» THE DATA:
────────────────────────────────────────

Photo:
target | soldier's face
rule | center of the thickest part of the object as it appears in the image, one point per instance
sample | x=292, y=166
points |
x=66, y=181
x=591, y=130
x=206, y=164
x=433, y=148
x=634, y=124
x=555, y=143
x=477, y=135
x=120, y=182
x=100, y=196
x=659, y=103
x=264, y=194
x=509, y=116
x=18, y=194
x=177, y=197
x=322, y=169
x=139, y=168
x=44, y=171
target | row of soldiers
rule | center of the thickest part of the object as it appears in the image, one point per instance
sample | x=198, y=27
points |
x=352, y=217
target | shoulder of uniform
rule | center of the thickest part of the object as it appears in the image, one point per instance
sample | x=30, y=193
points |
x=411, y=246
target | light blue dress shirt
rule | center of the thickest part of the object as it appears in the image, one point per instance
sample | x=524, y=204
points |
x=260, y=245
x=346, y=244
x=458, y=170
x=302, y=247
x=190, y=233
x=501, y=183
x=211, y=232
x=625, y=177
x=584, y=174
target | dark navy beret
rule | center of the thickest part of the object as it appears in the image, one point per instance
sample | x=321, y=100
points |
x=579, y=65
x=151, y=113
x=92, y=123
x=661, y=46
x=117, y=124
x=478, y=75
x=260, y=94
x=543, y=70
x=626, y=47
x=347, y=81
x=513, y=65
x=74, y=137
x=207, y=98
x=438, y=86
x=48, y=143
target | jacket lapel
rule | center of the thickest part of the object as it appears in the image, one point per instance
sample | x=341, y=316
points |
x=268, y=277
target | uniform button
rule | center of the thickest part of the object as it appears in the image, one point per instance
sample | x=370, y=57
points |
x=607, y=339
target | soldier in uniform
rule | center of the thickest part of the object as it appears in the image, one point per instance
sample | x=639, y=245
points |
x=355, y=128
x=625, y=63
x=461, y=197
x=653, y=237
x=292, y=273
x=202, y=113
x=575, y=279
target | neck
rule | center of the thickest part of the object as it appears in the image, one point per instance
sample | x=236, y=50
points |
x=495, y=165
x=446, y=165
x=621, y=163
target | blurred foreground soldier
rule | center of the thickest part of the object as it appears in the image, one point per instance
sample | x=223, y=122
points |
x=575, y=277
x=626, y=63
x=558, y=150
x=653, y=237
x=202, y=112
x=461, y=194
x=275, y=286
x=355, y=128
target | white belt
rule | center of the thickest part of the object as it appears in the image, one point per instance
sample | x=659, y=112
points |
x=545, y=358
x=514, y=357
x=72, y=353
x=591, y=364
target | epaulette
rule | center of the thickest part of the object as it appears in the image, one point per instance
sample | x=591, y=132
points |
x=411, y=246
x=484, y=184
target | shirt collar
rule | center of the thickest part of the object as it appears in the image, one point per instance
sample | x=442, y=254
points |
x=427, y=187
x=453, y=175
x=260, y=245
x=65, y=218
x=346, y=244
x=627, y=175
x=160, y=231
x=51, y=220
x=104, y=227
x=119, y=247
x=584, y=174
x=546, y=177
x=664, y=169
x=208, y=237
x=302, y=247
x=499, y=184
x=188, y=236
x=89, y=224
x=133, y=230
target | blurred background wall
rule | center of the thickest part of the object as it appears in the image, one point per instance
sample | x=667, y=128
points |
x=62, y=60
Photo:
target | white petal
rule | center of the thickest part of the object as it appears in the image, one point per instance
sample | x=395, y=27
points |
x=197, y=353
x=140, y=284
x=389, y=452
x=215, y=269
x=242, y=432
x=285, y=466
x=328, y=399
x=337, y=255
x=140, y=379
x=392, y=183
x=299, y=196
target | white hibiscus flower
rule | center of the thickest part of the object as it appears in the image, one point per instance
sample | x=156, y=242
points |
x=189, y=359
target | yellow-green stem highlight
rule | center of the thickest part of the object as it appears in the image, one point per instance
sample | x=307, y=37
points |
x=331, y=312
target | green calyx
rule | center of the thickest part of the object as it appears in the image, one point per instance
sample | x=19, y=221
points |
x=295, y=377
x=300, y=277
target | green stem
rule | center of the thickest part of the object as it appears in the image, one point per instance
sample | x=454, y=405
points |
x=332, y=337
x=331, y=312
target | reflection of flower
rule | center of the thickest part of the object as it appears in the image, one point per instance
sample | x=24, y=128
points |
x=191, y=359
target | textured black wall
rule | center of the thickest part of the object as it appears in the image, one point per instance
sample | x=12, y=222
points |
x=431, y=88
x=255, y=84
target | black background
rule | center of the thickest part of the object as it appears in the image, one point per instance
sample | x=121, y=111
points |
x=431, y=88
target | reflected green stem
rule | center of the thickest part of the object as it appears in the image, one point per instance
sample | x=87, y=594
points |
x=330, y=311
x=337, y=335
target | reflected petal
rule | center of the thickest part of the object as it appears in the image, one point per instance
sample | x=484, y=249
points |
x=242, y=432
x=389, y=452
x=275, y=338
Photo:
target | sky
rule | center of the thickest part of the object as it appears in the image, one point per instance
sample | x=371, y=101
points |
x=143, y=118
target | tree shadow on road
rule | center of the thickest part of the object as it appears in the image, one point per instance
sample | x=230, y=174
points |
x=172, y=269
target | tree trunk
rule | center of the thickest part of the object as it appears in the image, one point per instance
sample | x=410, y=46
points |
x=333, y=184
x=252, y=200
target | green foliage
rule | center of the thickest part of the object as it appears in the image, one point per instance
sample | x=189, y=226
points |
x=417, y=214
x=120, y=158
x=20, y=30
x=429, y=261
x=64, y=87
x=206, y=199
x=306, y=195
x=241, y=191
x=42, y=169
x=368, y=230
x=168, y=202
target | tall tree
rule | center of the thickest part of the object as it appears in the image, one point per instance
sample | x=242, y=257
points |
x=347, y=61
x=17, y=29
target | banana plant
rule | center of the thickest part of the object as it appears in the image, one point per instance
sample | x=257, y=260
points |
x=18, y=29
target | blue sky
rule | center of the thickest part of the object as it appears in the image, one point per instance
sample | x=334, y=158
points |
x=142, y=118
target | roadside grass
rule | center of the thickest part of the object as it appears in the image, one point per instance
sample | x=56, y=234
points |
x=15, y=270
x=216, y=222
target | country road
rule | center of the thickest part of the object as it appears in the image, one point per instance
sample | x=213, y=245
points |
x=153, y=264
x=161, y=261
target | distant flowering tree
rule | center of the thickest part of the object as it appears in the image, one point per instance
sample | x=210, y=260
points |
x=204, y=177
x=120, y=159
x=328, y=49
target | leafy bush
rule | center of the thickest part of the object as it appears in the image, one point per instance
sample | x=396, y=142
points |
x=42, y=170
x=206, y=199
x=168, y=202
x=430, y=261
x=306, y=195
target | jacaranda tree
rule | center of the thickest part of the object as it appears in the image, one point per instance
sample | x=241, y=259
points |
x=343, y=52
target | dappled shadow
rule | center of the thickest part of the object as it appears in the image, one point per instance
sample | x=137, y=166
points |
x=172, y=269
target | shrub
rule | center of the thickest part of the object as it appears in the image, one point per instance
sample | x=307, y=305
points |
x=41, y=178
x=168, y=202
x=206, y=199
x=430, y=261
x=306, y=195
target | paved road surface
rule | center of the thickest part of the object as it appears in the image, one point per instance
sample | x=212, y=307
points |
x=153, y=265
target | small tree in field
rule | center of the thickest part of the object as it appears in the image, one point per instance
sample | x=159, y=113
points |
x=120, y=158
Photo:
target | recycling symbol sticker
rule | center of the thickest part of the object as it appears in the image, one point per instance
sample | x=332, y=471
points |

────────────────────────────────────────

» WORK ITEM:
A precise copy of all the records is needed.

» REPLY TO THE TASK:
Photo:
target | soldier's face
rule | center of the thickest part of the object as it appears in the image, one point per instance
sample | x=292, y=166
points |
x=66, y=181
x=591, y=130
x=206, y=164
x=433, y=148
x=634, y=124
x=555, y=143
x=477, y=135
x=120, y=182
x=100, y=196
x=659, y=103
x=264, y=194
x=509, y=116
x=18, y=194
x=177, y=197
x=322, y=169
x=139, y=168
x=44, y=171
target | row of soldiers
rule | center of the thickest part of the object as it appears in the image, one point per instance
sample | x=198, y=27
points |
x=352, y=217
target | shoulder of uniform
rule | center of the thickest part of the object as it appears in the image, one point per instance
sample | x=30, y=193
points |
x=411, y=246
target | light blue dress shirt
rule | center of the thickest part of the object as it appears in the image, one point per instance
sample | x=524, y=204
points |
x=260, y=245
x=346, y=244
x=458, y=170
x=302, y=247
x=190, y=233
x=501, y=183
x=211, y=232
x=625, y=177
x=584, y=174
target | dark navy beret
rule | center of the thickest part of the object as it appears in the image, one point per instance
sample | x=321, y=100
points |
x=579, y=65
x=151, y=113
x=92, y=123
x=661, y=46
x=117, y=124
x=478, y=75
x=260, y=94
x=543, y=70
x=626, y=47
x=347, y=81
x=513, y=65
x=74, y=137
x=207, y=98
x=438, y=86
x=48, y=143
target | jacket lapel
rule | center of the thickest part of the object as it appears in the image, one point per instance
sample | x=341, y=316
points |
x=268, y=277
target | uniform button
rule | center of the thickest part of the object as it appears in the image, one point per instance
sample | x=370, y=57
points |
x=607, y=339
target | soldier in uniform
rule | center of the thickest part of the object as it appears in the image, one point per instance
sample | x=639, y=245
points |
x=355, y=128
x=625, y=63
x=461, y=197
x=653, y=237
x=292, y=273
x=202, y=113
x=575, y=279
target | neck
rule | center of the thickest part of the object as it appears in the image, one point per instance
sample | x=236, y=50
points |
x=495, y=165
x=446, y=165
x=621, y=163
target | blurred foreground soldier
rule | center of the thickest part of the object as it appears in the image, one point per instance
sample | x=223, y=122
points |
x=575, y=277
x=626, y=63
x=558, y=150
x=653, y=237
x=202, y=112
x=461, y=194
x=275, y=286
x=355, y=128
target | white belt
rule | center of the thickest part of the object as it appears in the image, one point per instance
sample | x=659, y=112
points |
x=545, y=358
x=514, y=357
x=72, y=353
x=591, y=364
target | epaulette
rule | center of the thickest part of the object as it appears in the image, one point per instance
sample | x=591, y=132
points |
x=411, y=246
x=484, y=184
target | shirt collar
rule | center of the thickest part of the object as it appears in the image, one point per instance
sample | x=442, y=254
points |
x=427, y=187
x=453, y=175
x=260, y=245
x=65, y=218
x=346, y=244
x=627, y=175
x=160, y=231
x=51, y=220
x=104, y=227
x=119, y=247
x=584, y=174
x=546, y=177
x=664, y=169
x=208, y=237
x=302, y=247
x=499, y=184
x=188, y=236
x=89, y=224
x=133, y=230
target | blurred background wall
rule | center of the thickest part of the object as it appears in the image, one point per instance
sample | x=667, y=128
points |
x=62, y=60
Photo:
target | white petal
rule | center of the thickest part of the object as it appears in the image, one point per instance
sample | x=395, y=27
points |
x=197, y=353
x=140, y=284
x=389, y=452
x=215, y=269
x=242, y=432
x=285, y=466
x=328, y=399
x=337, y=255
x=140, y=379
x=392, y=183
x=299, y=196
target | white hibiscus flower
rule | center of the thickest part of the object as it appears in the image, one point per instance
sample | x=156, y=242
points |
x=189, y=359
target | yellow-green stem highlight
rule | center of the thickest part of the object as it appears in the image, one point per instance
sample | x=307, y=37
points |
x=331, y=312
target | green calyx
rule | center of the thickest part of the object as it appears in the image, one point per instance
sample | x=19, y=221
points |
x=295, y=377
x=300, y=277
target | green stem
rule | center of the thickest part of the object as it appears in the image, one point per instance
sample | x=454, y=405
points |
x=332, y=337
x=331, y=312
target | reflection of flower
rule | center of the thickest part of the object as it appears in the image, one point per instance
sample | x=24, y=128
points |
x=191, y=359
target | textured black wall
rule | center of the thickest part of the object as it appears in the image, one point per instance
sample | x=12, y=222
points |
x=431, y=88
x=255, y=84
target | black background
rule | center of the thickest part of the object as it appears in the image, one point per instance
sample | x=121, y=111
points |
x=431, y=88
target | reflected green stem
rule | center of the thickest part of the object as it appears in the image, one point per instance
sample | x=87, y=594
points |
x=330, y=311
x=337, y=335
target | reflected petal
rule | center of the thickest part of the object as it appears in the image, one point per instance
sample | x=484, y=249
points |
x=242, y=432
x=389, y=452
x=275, y=338
Photo:
target | sky
rule | center of the thickest part of the object as it appears in the image, one point per instance
sample | x=371, y=101
points |
x=143, y=118
target | tree shadow on road
rule | center of the thickest part of the object as it appears in the image, one point per instance
sample | x=230, y=174
points |
x=172, y=269
target | tree trunk
rule | center of the thickest part of the object as it appears in the image, one point per instance
sample | x=410, y=46
points |
x=333, y=184
x=252, y=200
target | green foliage
rule | center of the thickest part of the object as it appears in the image, one point per instance
sample | x=189, y=226
points |
x=417, y=214
x=120, y=158
x=20, y=30
x=429, y=261
x=64, y=87
x=206, y=199
x=306, y=195
x=241, y=191
x=42, y=169
x=368, y=230
x=168, y=202
target | tall tree
rule | center of the thickest part of the object as it appears in the image, one point per instance
sample | x=242, y=257
points |
x=347, y=61
x=17, y=29
target | banana plant
rule | center of the thickest part of the object as it appears in the image, one point per instance
sample | x=257, y=260
points |
x=18, y=29
target | blue sky
rule | center of the thickest part of the object as it appears in the image, one point per instance
sample | x=334, y=158
points |
x=142, y=118
target | roadside grass
rule | center of the thickest part of the object as it appears in the image, one point per instance
sample | x=56, y=234
points |
x=15, y=270
x=216, y=222
target | country road
rule | center of the thickest part of the object as it appears in the image, one point per instance
sample | x=213, y=245
points |
x=153, y=264
x=161, y=261
target | distant flowering tree
rule | center of the thickest part of the object as it appears in the image, one point per instance
sample | x=210, y=260
points |
x=204, y=177
x=120, y=159
x=328, y=49
target | leafy bush
rule | center of the thickest part of the object as it appears in the image, one point per instance
sample | x=396, y=142
points |
x=42, y=170
x=206, y=199
x=168, y=202
x=430, y=261
x=306, y=195
target | jacaranda tree
rule | center of the thickest part of the object as it appears in the image, one point per instance
sample | x=241, y=259
points |
x=343, y=52
target | dappled shadow
rule | center of the thickest part of the object as it appears in the image, one point per instance
sample | x=137, y=166
points |
x=172, y=269
target | shrub
rule | center of the thickest part of the object as it appears in the image, one point per instance
sample | x=307, y=305
points |
x=41, y=178
x=168, y=202
x=206, y=199
x=430, y=261
x=306, y=195
target | paved road surface
rule | center of the thickest part of the object as it appears in the image, one point per instance
sample | x=212, y=307
points |
x=153, y=265
target | small tree in field
rule | center of the thickest part of the object as it appears in the image, one point per instance
sample | x=159, y=113
points |
x=120, y=158
Photo:
target | recycling symbol sticker
rule | center of the thickest part of the object as it appears in the image, one point per instance
sample | x=332, y=471
points |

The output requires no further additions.